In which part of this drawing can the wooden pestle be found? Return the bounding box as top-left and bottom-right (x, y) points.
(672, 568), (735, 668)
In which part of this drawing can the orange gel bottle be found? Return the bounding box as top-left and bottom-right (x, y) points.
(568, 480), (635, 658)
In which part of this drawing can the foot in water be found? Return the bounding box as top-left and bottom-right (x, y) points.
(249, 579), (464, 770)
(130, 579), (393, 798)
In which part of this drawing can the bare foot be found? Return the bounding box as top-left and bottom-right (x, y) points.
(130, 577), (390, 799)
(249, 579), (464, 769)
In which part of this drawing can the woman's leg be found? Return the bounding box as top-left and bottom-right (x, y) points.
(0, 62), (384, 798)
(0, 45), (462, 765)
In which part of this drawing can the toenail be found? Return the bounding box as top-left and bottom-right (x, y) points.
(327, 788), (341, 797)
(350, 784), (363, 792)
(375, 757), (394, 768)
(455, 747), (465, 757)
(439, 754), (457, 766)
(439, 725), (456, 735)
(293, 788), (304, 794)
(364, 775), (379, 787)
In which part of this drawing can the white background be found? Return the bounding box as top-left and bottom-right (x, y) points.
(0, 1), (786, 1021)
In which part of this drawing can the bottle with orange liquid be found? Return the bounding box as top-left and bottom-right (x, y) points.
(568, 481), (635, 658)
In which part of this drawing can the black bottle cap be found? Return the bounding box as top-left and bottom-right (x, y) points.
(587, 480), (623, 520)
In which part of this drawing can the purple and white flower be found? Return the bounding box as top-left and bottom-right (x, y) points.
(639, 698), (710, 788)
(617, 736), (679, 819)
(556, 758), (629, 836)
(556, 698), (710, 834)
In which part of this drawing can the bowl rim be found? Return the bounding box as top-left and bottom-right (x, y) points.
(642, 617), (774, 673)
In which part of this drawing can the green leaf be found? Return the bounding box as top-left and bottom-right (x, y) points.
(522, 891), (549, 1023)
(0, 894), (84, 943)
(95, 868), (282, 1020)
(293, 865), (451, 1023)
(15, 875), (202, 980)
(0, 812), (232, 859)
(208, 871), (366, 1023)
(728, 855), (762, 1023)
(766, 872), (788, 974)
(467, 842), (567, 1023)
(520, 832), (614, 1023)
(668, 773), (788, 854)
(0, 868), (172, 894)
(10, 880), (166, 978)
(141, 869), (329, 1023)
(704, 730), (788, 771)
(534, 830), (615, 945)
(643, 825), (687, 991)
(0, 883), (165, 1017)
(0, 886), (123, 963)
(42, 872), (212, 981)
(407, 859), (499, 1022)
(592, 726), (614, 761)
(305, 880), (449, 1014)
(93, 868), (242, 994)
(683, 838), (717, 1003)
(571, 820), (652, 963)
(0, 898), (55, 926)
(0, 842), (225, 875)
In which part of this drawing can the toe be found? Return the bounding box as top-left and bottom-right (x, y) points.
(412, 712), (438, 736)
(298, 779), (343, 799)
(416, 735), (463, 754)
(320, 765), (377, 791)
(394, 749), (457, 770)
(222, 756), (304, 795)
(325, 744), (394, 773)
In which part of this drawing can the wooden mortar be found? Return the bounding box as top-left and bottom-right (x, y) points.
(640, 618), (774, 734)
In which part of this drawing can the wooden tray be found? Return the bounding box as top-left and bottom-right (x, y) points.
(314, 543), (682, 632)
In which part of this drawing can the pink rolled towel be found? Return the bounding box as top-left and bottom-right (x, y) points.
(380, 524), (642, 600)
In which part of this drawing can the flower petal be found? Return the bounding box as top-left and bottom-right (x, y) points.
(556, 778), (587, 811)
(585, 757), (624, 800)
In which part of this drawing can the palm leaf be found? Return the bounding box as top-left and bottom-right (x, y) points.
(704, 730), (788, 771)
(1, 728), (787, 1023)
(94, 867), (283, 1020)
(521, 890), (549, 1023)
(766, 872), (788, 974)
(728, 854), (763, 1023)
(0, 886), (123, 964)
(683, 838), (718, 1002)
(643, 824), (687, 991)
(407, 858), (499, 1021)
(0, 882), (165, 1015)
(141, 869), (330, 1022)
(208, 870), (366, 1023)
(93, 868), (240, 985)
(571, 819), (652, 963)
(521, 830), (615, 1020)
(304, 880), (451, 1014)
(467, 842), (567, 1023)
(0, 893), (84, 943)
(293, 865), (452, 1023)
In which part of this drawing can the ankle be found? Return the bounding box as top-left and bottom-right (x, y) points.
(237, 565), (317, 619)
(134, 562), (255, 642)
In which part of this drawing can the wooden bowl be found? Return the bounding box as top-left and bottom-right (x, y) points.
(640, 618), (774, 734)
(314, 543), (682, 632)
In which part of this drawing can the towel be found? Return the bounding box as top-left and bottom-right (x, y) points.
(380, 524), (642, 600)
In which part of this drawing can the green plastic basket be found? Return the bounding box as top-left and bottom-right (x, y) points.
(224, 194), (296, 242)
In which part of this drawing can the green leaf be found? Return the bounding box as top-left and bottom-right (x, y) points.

==========

WORK TO COMPLETE: Word for word, give the whole listing again.

RESULT:
In which part of this drawing can the wooden pestle be found? Return the bounding box as top-left and bottom-right (x, y) points.
(672, 568), (735, 668)
In which part of this drawing can the orange gel bottle be found? Return the bounding box as top-left and bottom-right (x, y) points.
(568, 480), (635, 658)
In which part of this drawing can the foot in water be found? Return the bounding box as top-left and bottom-right (x, y) points.
(249, 579), (464, 770)
(130, 579), (393, 798)
In which part of this drawing can the bare foot be found? Return the bounding box as top-left and bottom-right (x, y) points.
(130, 577), (390, 799)
(249, 579), (464, 769)
In which part of this drawing can the woman's leg be found? Return the bounding box as top-left and bottom-right (x, y) points.
(0, 62), (384, 798)
(0, 45), (462, 765)
In which part of this drawing can the toenail be found? Return the bounding box as top-left and bottom-right (x, y) points.
(327, 788), (341, 797)
(350, 784), (363, 792)
(375, 757), (394, 768)
(455, 747), (465, 757)
(439, 754), (457, 766)
(439, 725), (456, 735)
(293, 788), (304, 794)
(364, 775), (379, 787)
In which part of this drawing can the white background be found? Return the bounding box as top-left and bottom-right (x, y) points.
(0, 1), (786, 1021)
In which part of this drawing can the bottle with orange liquid be found? Return the bounding box as top-left and bottom-right (x, y) points.
(568, 481), (635, 658)
In which part of this drawing can the black bottle cap be found? Return the bounding box as top-left and bottom-right (x, y) points.
(587, 480), (623, 520)
In which part of this drawing can the purple and white flower be found? Return the bounding box as top-left and bottom-right (x, y) points.
(639, 698), (710, 788)
(617, 736), (679, 819)
(556, 758), (629, 836)
(556, 698), (710, 834)
In which part of this drawing can the bowl rim be found? Return the bounding box as top-left and bottom-right (x, y) points.
(642, 617), (774, 673)
In which part of this drawing can the green leaf be found? Return the bounding box as top-left and bottom-right (x, y) points.
(522, 891), (549, 1023)
(0, 894), (84, 943)
(95, 868), (282, 1020)
(293, 865), (451, 1023)
(15, 875), (202, 980)
(0, 812), (232, 859)
(208, 871), (366, 1023)
(728, 855), (762, 1023)
(766, 872), (788, 974)
(467, 842), (567, 1023)
(520, 832), (614, 1023)
(668, 773), (788, 854)
(0, 868), (172, 894)
(10, 880), (166, 978)
(141, 869), (329, 1023)
(704, 730), (788, 771)
(534, 830), (615, 945)
(643, 825), (687, 991)
(0, 883), (165, 1017)
(0, 886), (123, 963)
(42, 872), (212, 981)
(407, 859), (499, 1022)
(592, 726), (614, 761)
(305, 880), (449, 1014)
(93, 868), (242, 994)
(683, 838), (717, 1003)
(571, 820), (652, 963)
(0, 898), (55, 926)
(0, 842), (225, 875)
In which part of this drawing can the toe be found? Return the bounding box as top-left and bottom-right (x, y) points.
(412, 712), (438, 736)
(298, 779), (343, 799)
(416, 735), (463, 754)
(320, 765), (377, 791)
(394, 749), (457, 770)
(222, 756), (304, 795)
(325, 744), (394, 773)
In which part of this drawing can the wooden mortar be found? Return the bounding box as top-left and bottom-right (x, y) points.
(640, 618), (774, 734)
In which part of this drawing can the wooden tray be found? Return the bounding box as top-left and bottom-right (x, y) points.
(314, 543), (682, 632)
In which part of this drawing can the pink rolled towel be found? Return the bounding box as top-left and bottom-right (x, y) points.
(380, 524), (642, 600)
In which part of this drawing can the flower petal be found? Return the bounding box as top-left and bottom-right (x, y) points.
(556, 778), (587, 811)
(585, 757), (624, 800)
In which part of this drawing can the palm leaf be found? Return the bounding box as top-left and bottom-right (x, y) points.
(704, 730), (788, 771)
(1, 728), (787, 1023)
(94, 867), (283, 1020)
(521, 890), (549, 1023)
(766, 872), (788, 974)
(728, 854), (763, 1023)
(0, 886), (123, 964)
(683, 838), (718, 1002)
(643, 824), (687, 991)
(407, 858), (499, 1021)
(0, 882), (165, 1015)
(141, 869), (330, 1022)
(208, 870), (366, 1023)
(93, 868), (240, 985)
(571, 819), (652, 963)
(521, 830), (615, 1020)
(304, 880), (451, 1014)
(467, 842), (567, 1023)
(0, 893), (84, 943)
(293, 865), (452, 1023)
In which part of this drawing can the ankle be found? Return the bounding box as top-left and bottom-right (x, y) points.
(237, 565), (317, 619)
(134, 562), (255, 642)
In which part of this drawing can the wooden bowl be found? Return the bounding box as top-left and bottom-right (x, y) points.
(640, 618), (774, 734)
(314, 543), (682, 632)
In which part of this drawing can the towel be found? Return the bounding box as top-left and bottom-right (x, y) points.
(380, 524), (642, 600)
In which part of this drawing can the green plastic basket be found? Return the bounding box as top-left and bottom-right (x, y) points.
(224, 194), (296, 242)
In which part of this drawing can the green leaf be found? Return the bounding box as top-left and bottom-right (x, y) points.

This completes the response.